TASK STATEMENT
Copy word for word the part of the blog post about leaving the Catholic Church that starts with "1. Tony says" and goes on through "organization this vile.".

PASSAGE
Damn right. This was one thing my co-author and I agreed on when writing Does God Hate Women? It doesn’t work to claim to be liberal when you’re helping to sustain a reactionary woman-hating institution; you should get out.

No self-respecting feminist, civil libertarian or progressive should cling to the Catholic faith. As a Cafeteria Catholic, you chuck out the stale doctrine and moldy decrees of your religion, but keep patronizing the establishment that menaces public health by serving rotten offerings. Your continuing Catholic membership, as a “liberal,” casts a veneer of respectability upon an irrational sect determined to blow out the Enlightenment and threaten liberty for women worldwide. You are an enabler. And it’s got to stop.

That. That, that, that.

By the way the ad’s headline should be “It’s Time to Quit the Catholic Church” but the Times made them change it to “It’s Time to Consider Quitting” – the worms.

 

 

Comments

  1. Tony says

    Ophelia, if there were a way to be 1000% in agreement with you here, I would be. I was never raised in an overly religious household, so I didn’t belong to any specific denomination. I didn’t know much about religions in general (and catholicism specifically) until sometime in the last 5 years. I can’t understand why anyone would want to be part of an organization this vile.
    Over in Camels With Hammers, I *was* engaging with a female catholic for a short time earlier today. The last post I read of hers disgusted me so much that I can’t even respond to her. She dismissed the child rape scandal rocking the catholic church as ‘a few mistakes made in the past’. It pisses me off to no end that the church indoctrinates people so young that they treat children being raped as ‘not a big deal’. Yet still get on their high horse about contraception.
    I stand by my statement that anyone supporting the catholic church is complicit-to some degree-in their actions. They continue to grant that tyrannical organization power and prestige through their support.

EXTRACTED ENTRIES
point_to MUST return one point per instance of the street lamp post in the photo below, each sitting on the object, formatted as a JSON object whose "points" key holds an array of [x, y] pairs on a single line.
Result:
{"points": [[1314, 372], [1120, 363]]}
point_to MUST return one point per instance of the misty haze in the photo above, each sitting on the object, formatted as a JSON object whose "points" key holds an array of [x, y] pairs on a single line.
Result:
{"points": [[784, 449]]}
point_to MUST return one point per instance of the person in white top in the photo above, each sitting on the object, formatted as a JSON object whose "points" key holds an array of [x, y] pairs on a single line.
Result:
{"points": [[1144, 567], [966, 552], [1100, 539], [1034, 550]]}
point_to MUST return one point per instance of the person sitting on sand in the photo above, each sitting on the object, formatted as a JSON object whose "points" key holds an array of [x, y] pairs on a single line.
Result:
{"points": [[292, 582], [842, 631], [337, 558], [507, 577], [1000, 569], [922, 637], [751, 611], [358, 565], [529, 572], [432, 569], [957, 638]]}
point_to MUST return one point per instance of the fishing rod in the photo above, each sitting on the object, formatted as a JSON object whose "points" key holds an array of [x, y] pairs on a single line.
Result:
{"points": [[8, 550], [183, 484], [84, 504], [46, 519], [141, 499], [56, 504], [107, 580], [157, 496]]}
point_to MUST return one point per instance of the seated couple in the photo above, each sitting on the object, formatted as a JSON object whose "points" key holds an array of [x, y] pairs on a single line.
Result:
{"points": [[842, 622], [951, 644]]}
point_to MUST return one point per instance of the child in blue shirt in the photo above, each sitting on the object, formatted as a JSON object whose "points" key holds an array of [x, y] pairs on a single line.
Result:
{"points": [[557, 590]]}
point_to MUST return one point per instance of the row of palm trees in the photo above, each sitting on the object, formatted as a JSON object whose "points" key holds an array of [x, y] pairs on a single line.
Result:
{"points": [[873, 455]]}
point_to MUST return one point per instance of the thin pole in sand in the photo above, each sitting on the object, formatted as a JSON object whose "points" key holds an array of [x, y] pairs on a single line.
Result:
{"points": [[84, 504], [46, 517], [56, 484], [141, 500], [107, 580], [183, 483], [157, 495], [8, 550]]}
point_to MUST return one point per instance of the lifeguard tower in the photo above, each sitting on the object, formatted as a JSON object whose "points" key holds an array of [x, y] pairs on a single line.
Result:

CORRECT RESULT
1. Tony says

    Ophelia, if there were a way to be 1000% in agreement with you here, I would be. I was never raised in an overly religious household, so I didn’t belong to any specific denomination. I didn’t know much about religions in general (and catholicism specifically) until sometime in the last 5 years. I can’t understand why anyone would want to be part of an organization this vile.